====== ITEMS
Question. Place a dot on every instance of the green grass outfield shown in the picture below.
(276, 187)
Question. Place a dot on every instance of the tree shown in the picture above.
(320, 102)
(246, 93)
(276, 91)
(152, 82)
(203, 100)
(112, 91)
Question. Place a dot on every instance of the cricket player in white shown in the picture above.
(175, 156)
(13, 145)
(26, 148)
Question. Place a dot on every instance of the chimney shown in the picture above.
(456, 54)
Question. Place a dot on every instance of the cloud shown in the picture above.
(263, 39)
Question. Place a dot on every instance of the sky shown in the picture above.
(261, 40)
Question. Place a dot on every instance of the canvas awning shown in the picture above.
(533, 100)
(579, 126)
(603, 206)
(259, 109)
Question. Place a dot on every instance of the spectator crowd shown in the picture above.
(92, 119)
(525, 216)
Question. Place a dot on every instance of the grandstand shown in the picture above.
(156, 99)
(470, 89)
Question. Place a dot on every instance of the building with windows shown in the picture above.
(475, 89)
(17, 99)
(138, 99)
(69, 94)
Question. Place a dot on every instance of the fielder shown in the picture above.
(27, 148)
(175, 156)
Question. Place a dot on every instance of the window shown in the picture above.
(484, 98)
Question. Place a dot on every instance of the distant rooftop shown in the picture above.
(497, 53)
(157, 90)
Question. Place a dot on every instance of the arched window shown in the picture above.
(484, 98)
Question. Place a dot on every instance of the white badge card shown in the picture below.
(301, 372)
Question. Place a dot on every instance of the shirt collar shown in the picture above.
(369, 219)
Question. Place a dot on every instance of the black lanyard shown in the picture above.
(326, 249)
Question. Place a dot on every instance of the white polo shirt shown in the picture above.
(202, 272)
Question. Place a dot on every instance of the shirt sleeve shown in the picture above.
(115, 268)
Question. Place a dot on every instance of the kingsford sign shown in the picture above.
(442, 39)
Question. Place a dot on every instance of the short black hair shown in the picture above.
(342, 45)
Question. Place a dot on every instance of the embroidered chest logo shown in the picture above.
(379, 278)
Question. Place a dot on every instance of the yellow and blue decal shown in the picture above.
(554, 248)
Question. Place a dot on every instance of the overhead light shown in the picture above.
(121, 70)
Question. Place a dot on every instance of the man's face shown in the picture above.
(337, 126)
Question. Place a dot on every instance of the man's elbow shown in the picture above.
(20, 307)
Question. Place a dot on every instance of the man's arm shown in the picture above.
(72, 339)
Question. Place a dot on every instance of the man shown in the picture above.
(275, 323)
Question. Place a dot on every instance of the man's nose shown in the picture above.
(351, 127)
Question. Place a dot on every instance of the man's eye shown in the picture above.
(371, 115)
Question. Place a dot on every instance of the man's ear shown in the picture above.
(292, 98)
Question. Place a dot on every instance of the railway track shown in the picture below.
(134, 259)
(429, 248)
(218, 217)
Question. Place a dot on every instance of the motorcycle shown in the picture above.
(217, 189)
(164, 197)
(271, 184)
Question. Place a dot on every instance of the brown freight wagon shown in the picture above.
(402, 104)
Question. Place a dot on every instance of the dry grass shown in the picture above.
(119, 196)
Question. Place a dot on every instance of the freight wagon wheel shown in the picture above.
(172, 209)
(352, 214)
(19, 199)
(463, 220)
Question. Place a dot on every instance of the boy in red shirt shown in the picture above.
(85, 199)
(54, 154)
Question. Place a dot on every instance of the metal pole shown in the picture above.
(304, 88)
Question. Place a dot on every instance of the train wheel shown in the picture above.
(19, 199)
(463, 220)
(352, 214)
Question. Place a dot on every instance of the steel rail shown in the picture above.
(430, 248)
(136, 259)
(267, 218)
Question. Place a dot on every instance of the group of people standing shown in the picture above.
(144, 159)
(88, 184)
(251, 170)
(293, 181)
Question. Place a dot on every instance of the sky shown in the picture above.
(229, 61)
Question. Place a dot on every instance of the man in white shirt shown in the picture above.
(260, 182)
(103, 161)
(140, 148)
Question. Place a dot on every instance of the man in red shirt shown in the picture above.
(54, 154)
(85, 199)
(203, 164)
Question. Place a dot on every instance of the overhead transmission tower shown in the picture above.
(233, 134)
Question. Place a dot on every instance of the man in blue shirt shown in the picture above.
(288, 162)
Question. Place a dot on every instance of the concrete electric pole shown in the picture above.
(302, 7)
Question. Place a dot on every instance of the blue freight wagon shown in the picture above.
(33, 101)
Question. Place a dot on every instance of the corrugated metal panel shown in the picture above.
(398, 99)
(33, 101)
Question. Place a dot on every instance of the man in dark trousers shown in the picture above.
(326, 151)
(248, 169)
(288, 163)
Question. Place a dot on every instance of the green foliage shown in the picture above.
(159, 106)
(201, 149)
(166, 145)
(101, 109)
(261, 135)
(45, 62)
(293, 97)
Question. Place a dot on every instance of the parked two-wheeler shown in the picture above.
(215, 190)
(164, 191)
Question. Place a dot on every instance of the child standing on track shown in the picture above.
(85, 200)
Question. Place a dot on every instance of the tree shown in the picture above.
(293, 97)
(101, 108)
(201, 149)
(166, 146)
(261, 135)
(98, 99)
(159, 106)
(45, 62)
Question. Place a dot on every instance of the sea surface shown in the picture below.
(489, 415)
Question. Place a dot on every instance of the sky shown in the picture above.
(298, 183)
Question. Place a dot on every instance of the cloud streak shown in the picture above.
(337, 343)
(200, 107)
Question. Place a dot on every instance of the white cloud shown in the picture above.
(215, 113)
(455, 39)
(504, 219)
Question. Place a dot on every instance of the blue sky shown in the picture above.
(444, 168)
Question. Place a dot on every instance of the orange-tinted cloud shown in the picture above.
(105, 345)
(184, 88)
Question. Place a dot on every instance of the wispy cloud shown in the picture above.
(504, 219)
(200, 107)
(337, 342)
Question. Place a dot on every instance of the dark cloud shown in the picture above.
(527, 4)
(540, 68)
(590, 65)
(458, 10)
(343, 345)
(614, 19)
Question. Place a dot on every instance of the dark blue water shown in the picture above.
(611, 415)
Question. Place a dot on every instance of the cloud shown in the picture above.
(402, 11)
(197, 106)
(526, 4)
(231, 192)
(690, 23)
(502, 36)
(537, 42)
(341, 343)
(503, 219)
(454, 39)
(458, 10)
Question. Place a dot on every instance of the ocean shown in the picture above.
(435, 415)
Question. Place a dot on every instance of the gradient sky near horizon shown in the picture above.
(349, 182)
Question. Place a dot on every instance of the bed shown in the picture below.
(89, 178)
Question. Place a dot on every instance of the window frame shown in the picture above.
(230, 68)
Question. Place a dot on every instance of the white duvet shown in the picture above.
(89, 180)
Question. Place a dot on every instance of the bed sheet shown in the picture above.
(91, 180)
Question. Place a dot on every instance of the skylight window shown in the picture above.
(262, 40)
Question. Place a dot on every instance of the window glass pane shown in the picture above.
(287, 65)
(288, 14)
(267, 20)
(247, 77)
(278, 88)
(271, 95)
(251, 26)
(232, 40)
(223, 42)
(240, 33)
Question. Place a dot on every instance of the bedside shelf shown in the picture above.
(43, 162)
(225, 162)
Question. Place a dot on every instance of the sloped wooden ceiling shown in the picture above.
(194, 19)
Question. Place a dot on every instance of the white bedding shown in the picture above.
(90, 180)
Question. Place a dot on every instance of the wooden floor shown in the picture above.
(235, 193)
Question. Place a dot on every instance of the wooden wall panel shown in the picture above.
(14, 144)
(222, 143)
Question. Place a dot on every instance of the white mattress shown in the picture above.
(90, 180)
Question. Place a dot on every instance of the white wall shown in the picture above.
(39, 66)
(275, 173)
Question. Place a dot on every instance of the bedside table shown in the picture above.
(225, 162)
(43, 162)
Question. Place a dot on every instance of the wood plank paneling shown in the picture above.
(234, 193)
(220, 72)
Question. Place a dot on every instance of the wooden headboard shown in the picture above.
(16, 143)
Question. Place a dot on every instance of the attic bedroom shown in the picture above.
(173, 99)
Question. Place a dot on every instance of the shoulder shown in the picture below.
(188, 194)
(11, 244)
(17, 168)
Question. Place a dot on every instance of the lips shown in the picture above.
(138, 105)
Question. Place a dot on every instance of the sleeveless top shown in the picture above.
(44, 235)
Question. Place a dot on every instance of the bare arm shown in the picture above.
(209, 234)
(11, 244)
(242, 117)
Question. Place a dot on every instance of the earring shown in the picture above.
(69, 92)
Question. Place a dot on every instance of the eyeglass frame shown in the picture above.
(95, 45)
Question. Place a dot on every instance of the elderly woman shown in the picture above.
============
WRITTEN EXERCISE:
Repeat the line containing "Question. Place a dot on every instance of the attic" and all subsequent lines through the final line of the data, exactly and with no others.

ANSWER BELOW:
Question. Place a dot on every instance of the attic bedroom shown in the picture above.
(173, 99)
Question. Place a dot on every instance of the shoulder shown in the picture below.
(188, 194)
(11, 244)
(17, 168)
Question. Place a dot on every instance of the lips shown in the picture above.
(138, 105)
Question. Place a dot on every instance of the sleeveless top shown in the picture above.
(44, 235)
Question. Place a dot on every instance of the bare arm shown in the picture above.
(209, 234)
(11, 244)
(242, 117)
Question. Place a dot on every instance of the earring shown in the picture above.
(69, 92)
Question. Place a dot on every instance of the eyeglass frame shown in the picture above.
(95, 45)
Question. Place a dot on every instance of the elderly woman shown in the picture above.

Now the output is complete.